-- TRAVAIL À FAIRE --
A. D'après le texte sur la Convention citoyenne pour le climat, répondez brièvement à chaque question :
(i) À quel problème l'expérience de la Convention visait-elle à répondre ?
(ii) Avec quels spécialistes les citoyens ont-ils pu échanger ?
(iii) Par quel biais les mécanismes institutionnels préexistants prennent-ils d'ordinaire en compte les citoyens ?
B. Dans le texte sur la Convention citoyenne pour le climat, reformulez sous forme de liste le paragraphe qui commence par « L’expérience de la Convention citoyenne », en conservant ses faits principaux.
C. Relevez dans le texte sur la Convention citoyenne pour le climat tous les interlocuteurs avec lesquels les citoyens ont dialogué ou échangé.

-- TEXTE D'EXERCICE --
<<<<
Transcrire la complexité en institutionnalisant le dialogue
L’expérience de la Convention citoyenne pour le climat visait justement à répondre à ce problème de déconnexion entre la décision publique et le consensus public : il a permis de faire dialoguer des citoyens, issus de milieux et de formations diverses, entre eux, mais également de les faire échanger avec des spécialistes du climat et des experts en légistique.
Le fait de confier la mission explicite de produire des recommandations à des citoyens légitime institutionnellement leur point de vue face à des mécanismes institutionnels préexistants qui, d’ordinaire, ne les prend pas en compte autrement que par le biais du vote - que ce soit l’élection de représentants ou des consultations votatives.
>>>>
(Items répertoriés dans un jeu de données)
<<<<
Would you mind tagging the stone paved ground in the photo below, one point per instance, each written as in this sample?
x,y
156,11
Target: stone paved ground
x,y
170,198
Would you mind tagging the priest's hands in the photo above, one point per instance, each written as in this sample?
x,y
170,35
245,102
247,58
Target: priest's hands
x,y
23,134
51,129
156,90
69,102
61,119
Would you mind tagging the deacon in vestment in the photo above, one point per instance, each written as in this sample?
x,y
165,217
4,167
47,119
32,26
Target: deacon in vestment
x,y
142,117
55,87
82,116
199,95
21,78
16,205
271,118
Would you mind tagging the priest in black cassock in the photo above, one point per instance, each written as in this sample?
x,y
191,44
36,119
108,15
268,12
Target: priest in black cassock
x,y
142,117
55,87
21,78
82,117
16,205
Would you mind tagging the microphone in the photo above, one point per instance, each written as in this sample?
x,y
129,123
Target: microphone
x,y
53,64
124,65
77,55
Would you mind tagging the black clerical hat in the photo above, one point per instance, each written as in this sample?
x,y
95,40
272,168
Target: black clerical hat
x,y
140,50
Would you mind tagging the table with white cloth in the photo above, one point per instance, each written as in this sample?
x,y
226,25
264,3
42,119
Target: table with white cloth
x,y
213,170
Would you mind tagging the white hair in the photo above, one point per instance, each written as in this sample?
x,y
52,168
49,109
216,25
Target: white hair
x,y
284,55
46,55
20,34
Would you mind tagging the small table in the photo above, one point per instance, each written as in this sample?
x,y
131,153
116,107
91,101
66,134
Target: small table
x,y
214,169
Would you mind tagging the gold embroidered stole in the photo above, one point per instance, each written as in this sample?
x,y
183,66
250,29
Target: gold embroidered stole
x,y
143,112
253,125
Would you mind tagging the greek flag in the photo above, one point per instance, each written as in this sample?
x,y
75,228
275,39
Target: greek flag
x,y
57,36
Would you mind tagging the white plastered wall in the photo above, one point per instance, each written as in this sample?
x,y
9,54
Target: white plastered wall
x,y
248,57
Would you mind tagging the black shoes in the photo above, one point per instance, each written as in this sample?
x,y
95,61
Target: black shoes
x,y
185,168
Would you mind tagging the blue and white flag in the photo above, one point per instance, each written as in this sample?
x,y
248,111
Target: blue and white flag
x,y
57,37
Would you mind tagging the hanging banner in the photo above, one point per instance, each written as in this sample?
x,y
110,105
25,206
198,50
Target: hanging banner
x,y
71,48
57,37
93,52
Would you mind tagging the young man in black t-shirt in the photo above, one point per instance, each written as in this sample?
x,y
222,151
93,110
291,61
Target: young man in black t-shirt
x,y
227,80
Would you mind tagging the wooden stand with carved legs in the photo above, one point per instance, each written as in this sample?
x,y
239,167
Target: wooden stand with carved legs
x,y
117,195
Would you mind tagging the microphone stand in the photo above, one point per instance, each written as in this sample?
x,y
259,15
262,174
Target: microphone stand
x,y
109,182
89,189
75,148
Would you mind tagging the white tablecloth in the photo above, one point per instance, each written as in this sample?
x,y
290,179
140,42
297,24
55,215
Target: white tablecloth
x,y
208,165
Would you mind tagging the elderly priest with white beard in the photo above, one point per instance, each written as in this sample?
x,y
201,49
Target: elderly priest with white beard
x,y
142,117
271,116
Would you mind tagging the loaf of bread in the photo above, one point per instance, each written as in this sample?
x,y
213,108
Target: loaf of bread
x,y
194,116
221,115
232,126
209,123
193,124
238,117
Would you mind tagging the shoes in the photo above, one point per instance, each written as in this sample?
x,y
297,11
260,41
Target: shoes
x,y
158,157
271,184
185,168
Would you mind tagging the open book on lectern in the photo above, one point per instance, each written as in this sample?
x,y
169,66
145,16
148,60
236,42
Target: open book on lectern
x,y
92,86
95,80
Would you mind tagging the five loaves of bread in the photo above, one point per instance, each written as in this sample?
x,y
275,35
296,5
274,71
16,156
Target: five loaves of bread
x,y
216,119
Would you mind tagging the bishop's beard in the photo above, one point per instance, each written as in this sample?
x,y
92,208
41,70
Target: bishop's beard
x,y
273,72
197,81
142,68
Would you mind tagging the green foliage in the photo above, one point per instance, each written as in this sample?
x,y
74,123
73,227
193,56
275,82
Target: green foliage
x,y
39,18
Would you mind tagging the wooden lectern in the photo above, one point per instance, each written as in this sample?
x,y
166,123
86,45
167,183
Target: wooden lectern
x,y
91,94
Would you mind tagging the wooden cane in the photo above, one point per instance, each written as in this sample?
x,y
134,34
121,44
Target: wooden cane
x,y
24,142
>>>>
-- RÉPONSES PAR ITEM --
A.
(i) La déconnexion entre la décision publique et le consensus public.
(ii) Des spécialistes du climat et des experts en légistique.
(iii) Par le vote, qu'il s'agisse de l'élection de représentants ou de consultations votatives.

B.
- L'expérience de la Convention citoyenne pour le climat visait à répondre à la déconnexion entre la décision publique et le consensus public.
- Elle a fait dialoguer entre eux des citoyens issus de milieux et de formations diverses.
- Elle les a aussi fait échanger avec des spécialistes du climat et des experts en légistique.

C.
- Les citoyens eux-mêmes, issus de milieux et de formations diverses (dialogue entre eux)
- Des spécialistes du climat
- Des experts en légistique